### What the task requires
Whatever pictures appear, omit them, and repeat the data below exactly.

### Exercise input

===============

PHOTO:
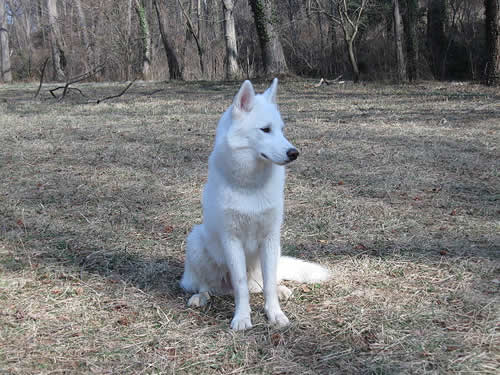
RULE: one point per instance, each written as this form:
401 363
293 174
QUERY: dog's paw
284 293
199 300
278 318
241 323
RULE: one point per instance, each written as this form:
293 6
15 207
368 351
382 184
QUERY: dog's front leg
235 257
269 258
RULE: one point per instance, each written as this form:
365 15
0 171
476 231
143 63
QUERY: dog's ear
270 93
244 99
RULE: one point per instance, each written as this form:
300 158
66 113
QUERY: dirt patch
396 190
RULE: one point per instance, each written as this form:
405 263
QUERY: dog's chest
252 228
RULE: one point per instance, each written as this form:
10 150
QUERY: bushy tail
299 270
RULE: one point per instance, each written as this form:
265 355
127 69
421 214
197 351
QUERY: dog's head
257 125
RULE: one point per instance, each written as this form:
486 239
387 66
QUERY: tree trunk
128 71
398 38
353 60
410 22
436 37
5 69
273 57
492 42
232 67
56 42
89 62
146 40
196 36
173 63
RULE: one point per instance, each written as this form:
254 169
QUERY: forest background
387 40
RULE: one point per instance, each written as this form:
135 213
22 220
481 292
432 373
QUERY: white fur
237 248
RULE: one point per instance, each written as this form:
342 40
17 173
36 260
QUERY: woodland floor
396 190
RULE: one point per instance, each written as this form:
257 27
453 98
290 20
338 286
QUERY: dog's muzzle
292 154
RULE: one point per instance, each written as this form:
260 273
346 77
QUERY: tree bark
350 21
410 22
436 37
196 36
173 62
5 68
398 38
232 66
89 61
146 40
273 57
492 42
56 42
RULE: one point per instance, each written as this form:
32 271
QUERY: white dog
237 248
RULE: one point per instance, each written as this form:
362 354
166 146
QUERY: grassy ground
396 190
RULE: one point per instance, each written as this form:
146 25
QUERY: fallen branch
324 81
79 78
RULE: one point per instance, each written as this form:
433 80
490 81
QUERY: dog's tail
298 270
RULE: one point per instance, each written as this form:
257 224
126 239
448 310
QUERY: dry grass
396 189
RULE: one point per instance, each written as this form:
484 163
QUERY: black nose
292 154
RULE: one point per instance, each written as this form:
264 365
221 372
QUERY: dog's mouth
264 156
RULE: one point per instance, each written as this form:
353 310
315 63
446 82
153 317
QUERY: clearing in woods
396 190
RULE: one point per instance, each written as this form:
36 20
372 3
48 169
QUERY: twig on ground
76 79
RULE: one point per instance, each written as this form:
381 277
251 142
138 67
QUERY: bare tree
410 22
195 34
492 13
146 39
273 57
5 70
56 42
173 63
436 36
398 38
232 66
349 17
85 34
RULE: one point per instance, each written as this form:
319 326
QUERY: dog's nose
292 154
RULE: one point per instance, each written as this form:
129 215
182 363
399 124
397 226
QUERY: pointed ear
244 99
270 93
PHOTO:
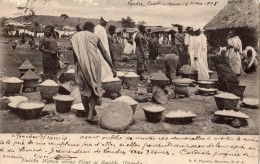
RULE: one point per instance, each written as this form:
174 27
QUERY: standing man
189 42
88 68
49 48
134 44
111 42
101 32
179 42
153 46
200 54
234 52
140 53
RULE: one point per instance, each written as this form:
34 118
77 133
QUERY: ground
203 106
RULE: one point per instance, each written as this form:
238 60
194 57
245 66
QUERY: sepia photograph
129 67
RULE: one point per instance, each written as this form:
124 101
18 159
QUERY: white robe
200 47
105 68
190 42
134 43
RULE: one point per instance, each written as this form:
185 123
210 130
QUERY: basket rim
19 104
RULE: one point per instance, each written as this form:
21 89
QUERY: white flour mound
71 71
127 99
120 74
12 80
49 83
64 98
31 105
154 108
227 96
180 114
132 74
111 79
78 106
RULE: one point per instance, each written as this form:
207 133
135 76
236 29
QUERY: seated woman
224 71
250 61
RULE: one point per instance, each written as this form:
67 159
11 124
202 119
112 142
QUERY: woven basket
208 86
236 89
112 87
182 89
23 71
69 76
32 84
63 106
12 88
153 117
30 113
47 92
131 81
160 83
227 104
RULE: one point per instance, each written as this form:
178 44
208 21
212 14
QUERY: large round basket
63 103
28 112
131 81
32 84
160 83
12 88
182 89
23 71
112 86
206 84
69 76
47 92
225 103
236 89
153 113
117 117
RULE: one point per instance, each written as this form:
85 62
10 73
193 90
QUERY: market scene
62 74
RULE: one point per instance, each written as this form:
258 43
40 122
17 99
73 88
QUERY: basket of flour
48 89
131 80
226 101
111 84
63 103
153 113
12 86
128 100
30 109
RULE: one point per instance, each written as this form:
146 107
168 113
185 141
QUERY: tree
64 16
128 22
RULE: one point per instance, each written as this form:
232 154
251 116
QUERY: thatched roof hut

===============

### Output of the task
PHOTO:
RULE: one point per instance, each written as this form:
401 363
293 174
QUERY: dog's paw
284 293
199 300
278 318
241 323
RULE: one point per instance, each written as this form:
293 6
15 207
368 351
382 184
QUERY: dog's front leg
235 257
269 258
RULE: one point per instance, each written as this form:
365 15
0 171
476 231
143 63
QUERY: dog's ear
270 93
244 99
RULE: one point per instance, each written as this form:
300 158
66 113
QUERY: dirt patch
396 190
RULE: one point per instance, each written as this form:
405 263
QUERY: dog's chest
252 228
RULE: one point per instance, each written as this form:
10 150
QUERY: bushy tail
299 270
RULE: one point per instance, each written as this form:
265 355
127 69
421 214
197 351
QUERY: dog's head
257 125
RULE: one point per instance, each written as this form:
486 239
387 66
QUERY: tree trunk
128 71
398 38
353 60
410 22
436 37
5 69
273 57
492 42
232 67
56 42
89 62
146 40
196 36
173 63
RULE: one point per instance, each written as this form:
254 169
QUERY: forest background
387 40
RULE: one point per instance, each written as this form:
135 213
22 220
481 292
432 373
QUERY: white fur
237 248
RULE: one point per instance, each written as this form:
342 40
17 173
36 260
QUERY: woodland floor
396 190
RULE: one point per instance, each written as this form:
257 27
453 98
290 20
338 286
QUERY: dog's muzzle
292 154
RULE: one point per instance, each written as this form:
260 273
346 77
QUERY: tree bark
350 21
410 22
436 37
196 36
173 62
5 68
398 38
232 66
89 61
146 40
273 57
492 42
56 42
RULE: one point per instance, each written as this form:
32 271
QUERY: white dog
237 248
RULE: one point per instance, each written as this form:
362 354
166 146
QUERY: grassy ground
396 190
RULE: one point per instance, each written as this form:
146 25
QUERY: fallen branch
324 81
79 78
RULE: one point per instance, each written as this form:
433 80
490 81
QUERY: dog's tail
298 270
RULE: one point per instance, each written as this form:
257 224
126 239
448 310
QUERY: dry grass
396 189
RULE: one point per instance, each written as this form:
484 163
QUERY: black nose
292 154
RULE: one point per instance, each written as this form:
264 365
221 372
QUERY: dog's mouth
264 156
RULE: one point per instance, each written as this form:
353 310
315 63
446 82
153 317
QUERY: clearing in woods
396 190
RULE: one point per instance, each written as this form:
36 20
372 3
48 169
QUERY: twig on ground
76 79
RULE: one point per instance, each written as this form:
381 277
251 142
138 67
QUERY: bare tree
410 22
195 34
492 13
146 39
273 57
5 70
56 42
173 63
436 36
398 38
232 66
349 17
85 34
RULE: one point per instance, each written as this form:
319 326
QUERY: dog's nose
292 154
RULE: one point per instance, each written as this form:
129 215
182 363
399 124
397 226
QUERY: pointed ear
244 99
270 93
PHOTO:
RULE: one point per instance, each written as this form:
174 27
QUERY: standing man
189 42
88 68
49 48
134 44
111 42
101 32
179 42
153 46
200 54
234 52
140 53
RULE: one point per instance, each written as this form:
34 118
77 133
QUERY: ground
203 106
RULE: one point per instance, each written as this form:
238 60
194 57
245 66
QUERY: sepia photograph
129 67
RULE: one point per instance, each written as this form:
124 101
18 159
QUERY: white robe
200 47
105 68
190 42
134 43
RULE: one point per instance, each written as this form:
185 123
210 130
QUERY: basket rim
19 104
RULE: one point per instance, each written as this form:
21 89
QUERY: white flour mound
71 71
127 99
120 74
12 80
49 83
64 98
31 105
154 108
227 96
180 114
132 74
111 79
78 106
RULE: one point per instance, each written as this form:
207 133
135 76
236 29
QUERY: seated woman
224 71
250 61
RULE: one point per instance, each written as this form:
67 159
11 124
202 119
112 142
QUERY: woven basket
208 86
236 89
112 87
182 89
23 71
69 76
32 84
63 106
12 88
153 117
30 113
47 92
131 81
160 83
227 104
RULE: one point per instance, each written as this form:
178 44
208 21
212 14
QUERY: large round basket
63 103
28 112
131 81
32 84
160 83
12 88
182 89
23 71
112 86
206 84
69 76
47 92
225 103
236 89
153 113
117 117
RULE: one point per instance, each written as this form:
85 62
10 73
193 90
QUERY: market scene
62 74
RULE: one point per instance, each written as this form:
258 43
40 122
17 99
73 88
QUERY: basket of flour
48 89
131 80
226 101
111 84
63 103
153 113
12 86
128 100
30 109
RULE: one point per instance, each written as this form:
146 107
168 113
185 141
QUERY: tree
64 16
128 22
RULE: one point per instance, each written as this form:
232 154
251 116
QUERY: thatched roof hut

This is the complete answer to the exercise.